→ Given exercise:
Could you rewrite the material, starting at its beginning and going on through the line with "pixel 611 416", replacing "sample reply" with "model reply" and changing nothing else? Leave the pictures out of your answer.

→ Listing:
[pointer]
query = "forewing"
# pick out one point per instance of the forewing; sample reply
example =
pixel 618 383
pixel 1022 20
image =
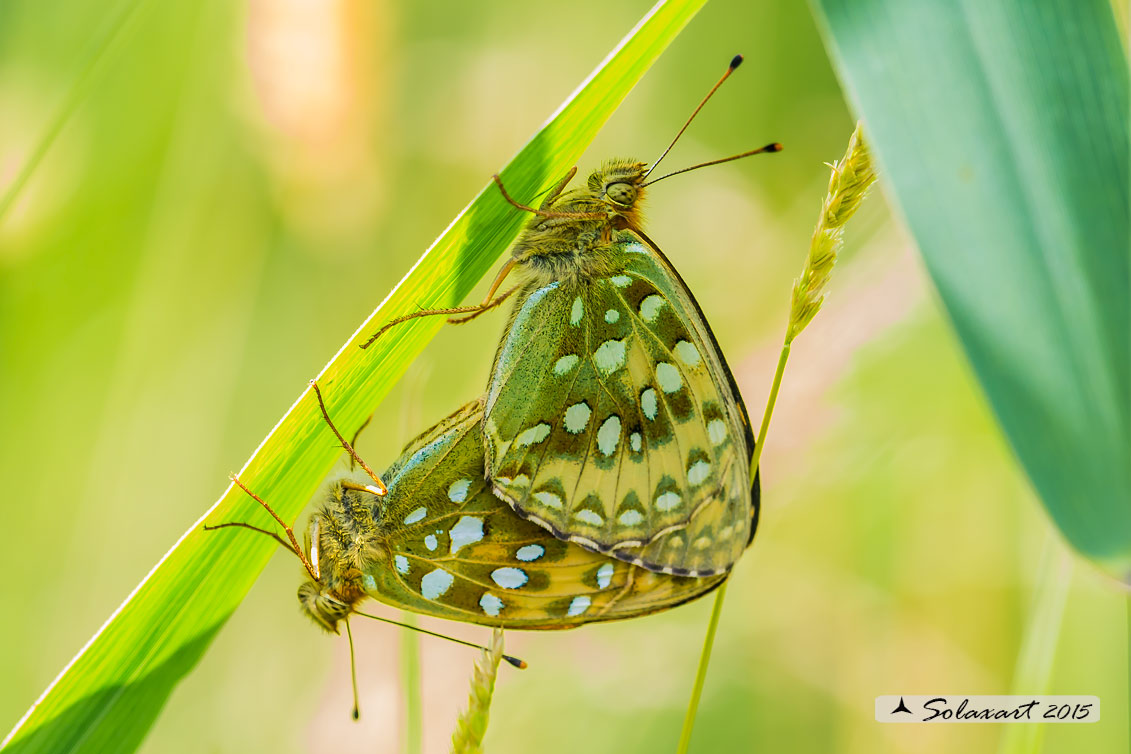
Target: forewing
pixel 613 421
pixel 456 552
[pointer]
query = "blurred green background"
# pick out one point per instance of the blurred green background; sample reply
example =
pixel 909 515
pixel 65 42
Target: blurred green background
pixel 243 182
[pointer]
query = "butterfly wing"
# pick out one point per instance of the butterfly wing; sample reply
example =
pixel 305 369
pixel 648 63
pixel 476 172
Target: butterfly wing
pixel 454 551
pixel 613 421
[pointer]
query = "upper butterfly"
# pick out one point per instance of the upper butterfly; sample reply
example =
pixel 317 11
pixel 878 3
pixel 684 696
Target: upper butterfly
pixel 611 416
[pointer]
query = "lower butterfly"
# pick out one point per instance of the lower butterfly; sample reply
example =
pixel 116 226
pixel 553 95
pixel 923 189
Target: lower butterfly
pixel 439 543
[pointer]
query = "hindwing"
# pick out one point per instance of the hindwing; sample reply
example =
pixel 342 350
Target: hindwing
pixel 451 549
pixel 613 421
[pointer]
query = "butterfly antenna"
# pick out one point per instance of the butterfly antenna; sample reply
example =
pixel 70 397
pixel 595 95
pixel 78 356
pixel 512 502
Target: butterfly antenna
pixel 379 487
pixel 767 148
pixel 514 660
pixel 353 672
pixel 734 63
pixel 290 533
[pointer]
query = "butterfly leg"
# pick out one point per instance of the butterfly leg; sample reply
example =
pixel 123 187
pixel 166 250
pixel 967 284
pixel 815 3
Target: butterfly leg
pixel 290 533
pixel 378 487
pixel 213 527
pixel 486 305
pixel 484 308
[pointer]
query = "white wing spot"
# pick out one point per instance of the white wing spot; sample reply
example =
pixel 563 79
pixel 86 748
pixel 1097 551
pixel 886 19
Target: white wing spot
pixel 579 605
pixel 630 518
pixel 549 499
pixel 457 492
pixel 610 356
pixel 564 364
pixel 716 430
pixel 609 435
pixel 509 578
pixel 589 517
pixel 648 402
pixel 687 352
pixel 698 471
pixel 577 312
pixel 650 306
pixel 605 575
pixel 534 435
pixel 668 378
pixel 528 553
pixel 467 530
pixel 577 416
pixel 667 501
pixel 491 604
pixel 436 583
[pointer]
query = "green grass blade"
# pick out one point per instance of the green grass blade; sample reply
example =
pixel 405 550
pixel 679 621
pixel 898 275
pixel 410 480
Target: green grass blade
pixel 109 695
pixel 1037 653
pixel 1001 130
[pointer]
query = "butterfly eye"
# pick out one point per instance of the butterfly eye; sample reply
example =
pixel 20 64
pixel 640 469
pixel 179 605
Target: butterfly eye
pixel 621 193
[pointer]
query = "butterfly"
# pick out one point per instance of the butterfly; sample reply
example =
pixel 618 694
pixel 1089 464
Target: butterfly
pixel 611 417
pixel 439 543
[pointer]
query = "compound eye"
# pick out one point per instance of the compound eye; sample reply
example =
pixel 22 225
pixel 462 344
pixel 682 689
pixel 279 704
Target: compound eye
pixel 621 193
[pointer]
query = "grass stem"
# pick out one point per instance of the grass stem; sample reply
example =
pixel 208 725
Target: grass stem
pixel 848 184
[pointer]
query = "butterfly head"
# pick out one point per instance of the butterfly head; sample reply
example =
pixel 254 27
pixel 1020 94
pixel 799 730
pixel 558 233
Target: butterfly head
pixel 336 588
pixel 620 185
pixel 322 606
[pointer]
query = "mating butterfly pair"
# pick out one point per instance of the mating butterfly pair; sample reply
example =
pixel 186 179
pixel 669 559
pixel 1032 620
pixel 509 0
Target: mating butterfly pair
pixel 611 426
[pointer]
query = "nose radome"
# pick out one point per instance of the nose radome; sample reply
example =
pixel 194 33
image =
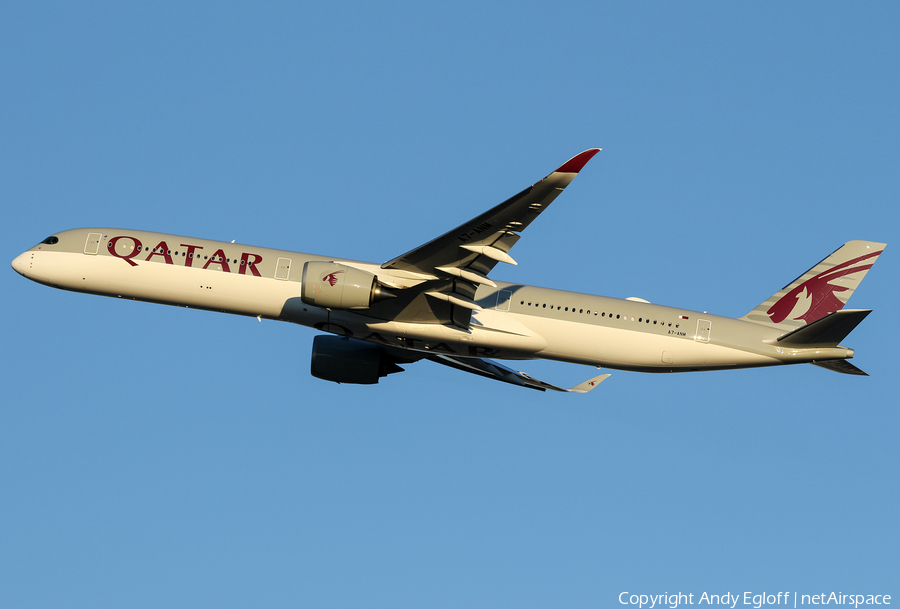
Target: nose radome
pixel 21 263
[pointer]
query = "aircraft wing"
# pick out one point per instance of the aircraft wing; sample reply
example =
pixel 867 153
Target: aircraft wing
pixel 457 262
pixel 499 372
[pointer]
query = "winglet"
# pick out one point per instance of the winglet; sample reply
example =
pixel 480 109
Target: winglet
pixel 589 384
pixel 578 161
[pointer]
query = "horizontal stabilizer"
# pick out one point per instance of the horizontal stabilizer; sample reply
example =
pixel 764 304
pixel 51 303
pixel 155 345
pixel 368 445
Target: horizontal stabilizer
pixel 842 366
pixel 825 331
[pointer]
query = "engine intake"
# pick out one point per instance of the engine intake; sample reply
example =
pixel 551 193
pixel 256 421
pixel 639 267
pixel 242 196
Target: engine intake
pixel 338 286
pixel 345 360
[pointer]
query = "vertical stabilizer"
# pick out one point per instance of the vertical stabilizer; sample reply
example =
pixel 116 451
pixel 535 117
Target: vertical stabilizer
pixel 823 289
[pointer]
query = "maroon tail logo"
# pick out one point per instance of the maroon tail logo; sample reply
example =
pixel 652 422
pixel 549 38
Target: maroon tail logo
pixel 819 292
pixel 331 278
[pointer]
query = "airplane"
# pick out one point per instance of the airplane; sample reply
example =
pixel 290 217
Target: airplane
pixel 437 302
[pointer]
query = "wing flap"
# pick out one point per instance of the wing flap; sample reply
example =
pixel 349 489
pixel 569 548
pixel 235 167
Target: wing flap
pixel 463 257
pixel 499 372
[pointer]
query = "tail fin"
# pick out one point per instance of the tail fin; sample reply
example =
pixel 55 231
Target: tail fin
pixel 823 289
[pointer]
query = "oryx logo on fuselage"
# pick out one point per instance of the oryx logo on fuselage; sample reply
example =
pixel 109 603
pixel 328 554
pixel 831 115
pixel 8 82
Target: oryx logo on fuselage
pixel 817 293
pixel 331 278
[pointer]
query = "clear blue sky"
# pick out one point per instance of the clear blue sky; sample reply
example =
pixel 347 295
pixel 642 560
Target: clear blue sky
pixel 153 456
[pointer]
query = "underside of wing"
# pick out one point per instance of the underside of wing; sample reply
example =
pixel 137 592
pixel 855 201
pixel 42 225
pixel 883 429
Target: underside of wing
pixel 457 262
pixel 499 372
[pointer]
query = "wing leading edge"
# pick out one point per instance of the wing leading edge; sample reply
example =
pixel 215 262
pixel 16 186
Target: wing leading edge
pixel 458 261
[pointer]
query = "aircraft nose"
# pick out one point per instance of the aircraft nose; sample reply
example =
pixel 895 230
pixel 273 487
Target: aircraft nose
pixel 22 263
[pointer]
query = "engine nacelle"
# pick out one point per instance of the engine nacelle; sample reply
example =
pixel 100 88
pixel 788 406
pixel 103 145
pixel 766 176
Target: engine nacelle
pixel 345 360
pixel 338 286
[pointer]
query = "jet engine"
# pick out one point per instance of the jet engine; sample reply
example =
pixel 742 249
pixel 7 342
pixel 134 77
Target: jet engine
pixel 338 286
pixel 345 360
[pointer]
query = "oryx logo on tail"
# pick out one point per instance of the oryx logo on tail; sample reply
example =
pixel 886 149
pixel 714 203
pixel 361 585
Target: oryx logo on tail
pixel 331 278
pixel 817 296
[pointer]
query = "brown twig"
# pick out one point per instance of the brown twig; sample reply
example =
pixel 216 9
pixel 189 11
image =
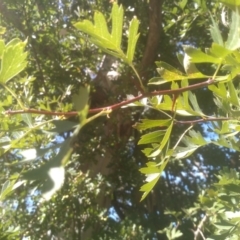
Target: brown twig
pixel 199 227
pixel 117 105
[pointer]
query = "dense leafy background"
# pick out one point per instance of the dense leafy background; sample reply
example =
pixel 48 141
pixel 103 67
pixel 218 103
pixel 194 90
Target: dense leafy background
pixel 100 197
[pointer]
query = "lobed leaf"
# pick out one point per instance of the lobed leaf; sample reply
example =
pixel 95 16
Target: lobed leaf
pixel 132 39
pixel 13 60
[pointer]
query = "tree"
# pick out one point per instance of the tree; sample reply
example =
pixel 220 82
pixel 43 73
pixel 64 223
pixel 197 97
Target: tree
pixel 84 156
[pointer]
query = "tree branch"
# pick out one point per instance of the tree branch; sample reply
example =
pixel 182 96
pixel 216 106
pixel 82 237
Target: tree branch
pixel 117 105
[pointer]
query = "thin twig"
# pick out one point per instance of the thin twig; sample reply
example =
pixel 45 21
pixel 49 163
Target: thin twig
pixel 198 230
pixel 117 105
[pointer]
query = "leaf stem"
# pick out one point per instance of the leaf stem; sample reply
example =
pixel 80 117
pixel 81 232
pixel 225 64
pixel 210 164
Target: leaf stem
pixel 14 95
pixel 139 78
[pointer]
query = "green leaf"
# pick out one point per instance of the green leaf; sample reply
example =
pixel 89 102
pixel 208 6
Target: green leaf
pixel 169 73
pixel 61 126
pixel 13 60
pixel 192 143
pixel 233 41
pixel 219 51
pixel 232 3
pixel 80 100
pixel 27 118
pixel 2 47
pixel 215 32
pixel 132 39
pixel 163 143
pixel 117 24
pixel 147 123
pixel 101 25
pixel 111 43
pixel 153 137
pixel 197 56
pixel 153 173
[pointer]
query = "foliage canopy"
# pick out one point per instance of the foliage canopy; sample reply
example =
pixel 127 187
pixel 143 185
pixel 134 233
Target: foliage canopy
pixel 67 140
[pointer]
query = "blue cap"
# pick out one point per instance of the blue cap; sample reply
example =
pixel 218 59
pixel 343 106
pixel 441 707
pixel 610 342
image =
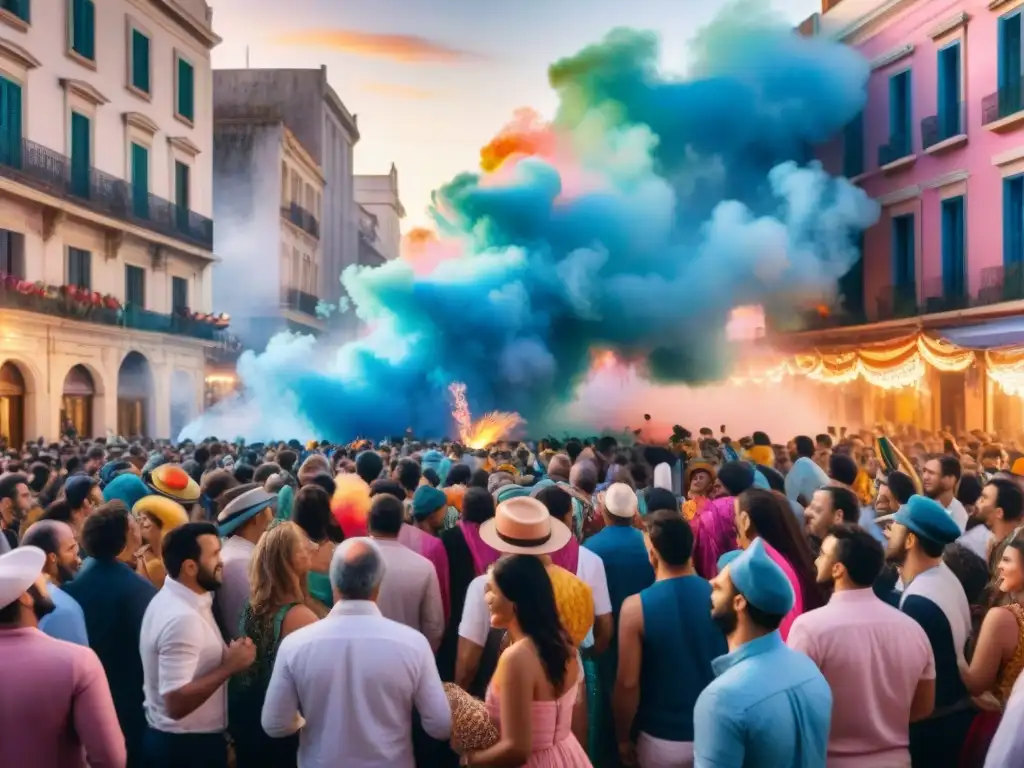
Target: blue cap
pixel 757 578
pixel 426 501
pixel 929 519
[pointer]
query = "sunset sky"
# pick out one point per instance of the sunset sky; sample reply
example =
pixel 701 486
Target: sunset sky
pixel 432 81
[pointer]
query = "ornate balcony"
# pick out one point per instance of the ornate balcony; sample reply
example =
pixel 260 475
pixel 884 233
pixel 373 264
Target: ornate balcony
pixel 50 172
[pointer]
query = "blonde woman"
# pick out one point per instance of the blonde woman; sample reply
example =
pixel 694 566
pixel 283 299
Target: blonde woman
pixel 279 604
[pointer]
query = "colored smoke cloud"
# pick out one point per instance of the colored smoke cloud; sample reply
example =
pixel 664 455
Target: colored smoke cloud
pixel 635 221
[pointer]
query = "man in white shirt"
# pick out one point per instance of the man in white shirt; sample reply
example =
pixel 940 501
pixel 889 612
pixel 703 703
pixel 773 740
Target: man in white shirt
pixel 411 594
pixel 355 676
pixel 184 662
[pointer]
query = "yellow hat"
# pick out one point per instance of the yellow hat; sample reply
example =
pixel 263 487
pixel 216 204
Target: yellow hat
pixel 170 514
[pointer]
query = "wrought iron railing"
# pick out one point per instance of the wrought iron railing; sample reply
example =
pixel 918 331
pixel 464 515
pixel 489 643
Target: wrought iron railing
pixel 49 171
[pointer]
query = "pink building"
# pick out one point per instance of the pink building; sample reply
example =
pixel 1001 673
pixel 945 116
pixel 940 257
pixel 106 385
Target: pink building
pixel 940 145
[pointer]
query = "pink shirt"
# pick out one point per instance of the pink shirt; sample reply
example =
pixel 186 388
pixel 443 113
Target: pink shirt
pixel 55 706
pixel 873 656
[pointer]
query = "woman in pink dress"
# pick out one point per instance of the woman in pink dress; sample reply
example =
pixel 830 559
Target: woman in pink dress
pixel 535 687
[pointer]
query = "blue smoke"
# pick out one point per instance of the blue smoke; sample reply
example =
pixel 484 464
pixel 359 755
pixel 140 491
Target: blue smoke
pixel 709 201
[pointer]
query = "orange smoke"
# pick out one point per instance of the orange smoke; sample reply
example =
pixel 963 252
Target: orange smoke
pixel 526 135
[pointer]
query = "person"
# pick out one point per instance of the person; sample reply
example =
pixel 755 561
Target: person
pixel 278 606
pixel 769 705
pixel 114 600
pixel 56 702
pixel 657 685
pixel 876 657
pixel 532 693
pixel 185 666
pixel 67 622
pixel 355 676
pixel 934 598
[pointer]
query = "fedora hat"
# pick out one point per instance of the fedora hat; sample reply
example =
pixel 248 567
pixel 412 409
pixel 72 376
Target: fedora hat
pixel 522 525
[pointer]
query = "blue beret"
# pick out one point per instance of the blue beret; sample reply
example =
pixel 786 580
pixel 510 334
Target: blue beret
pixel 929 519
pixel 757 578
pixel 426 501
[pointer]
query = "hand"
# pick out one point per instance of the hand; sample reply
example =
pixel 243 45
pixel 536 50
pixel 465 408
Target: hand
pixel 240 654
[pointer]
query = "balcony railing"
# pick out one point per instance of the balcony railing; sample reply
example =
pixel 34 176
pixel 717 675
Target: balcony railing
pixel 897 148
pixel 1008 100
pixel 48 171
pixel 938 128
pixel 301 301
pixel 301 218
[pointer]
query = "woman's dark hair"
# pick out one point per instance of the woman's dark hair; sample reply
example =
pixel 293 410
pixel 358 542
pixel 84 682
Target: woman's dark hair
pixel 772 519
pixel 477 505
pixel 524 582
pixel 311 512
pixel 458 475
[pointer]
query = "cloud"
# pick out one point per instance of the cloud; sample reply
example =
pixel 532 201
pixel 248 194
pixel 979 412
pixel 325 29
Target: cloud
pixel 398 91
pixel 404 48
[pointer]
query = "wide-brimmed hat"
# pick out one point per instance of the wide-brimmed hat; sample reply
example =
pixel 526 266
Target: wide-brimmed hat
pixel 172 481
pixel 522 525
pixel 244 508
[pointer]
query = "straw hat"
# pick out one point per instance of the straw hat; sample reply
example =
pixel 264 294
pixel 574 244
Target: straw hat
pixel 522 525
pixel 472 728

→ Output:
[pointer]
query = "forewing"
# pick out one point per instance of the forewing; model reply
example =
pixel 618 383
pixel 1022 20
image =
Target: forewing
pixel 613 421
pixel 456 552
[pointer]
query = "blurred green background"
# pick out one point per instance of the blurred green background; model reply
example =
pixel 909 515
pixel 65 42
Target: blurred green background
pixel 243 182
[pointer]
query = "butterfly wing"
# pick out one point per instance of the butterfly wing; model reply
example =
pixel 305 369
pixel 648 63
pixel 476 172
Target: butterfly wing
pixel 454 551
pixel 613 421
[pointer]
query = "upper butterfly"
# pick out one point per instance of the upper butterfly; model reply
example =
pixel 317 11
pixel 878 3
pixel 684 696
Target: upper butterfly
pixel 611 416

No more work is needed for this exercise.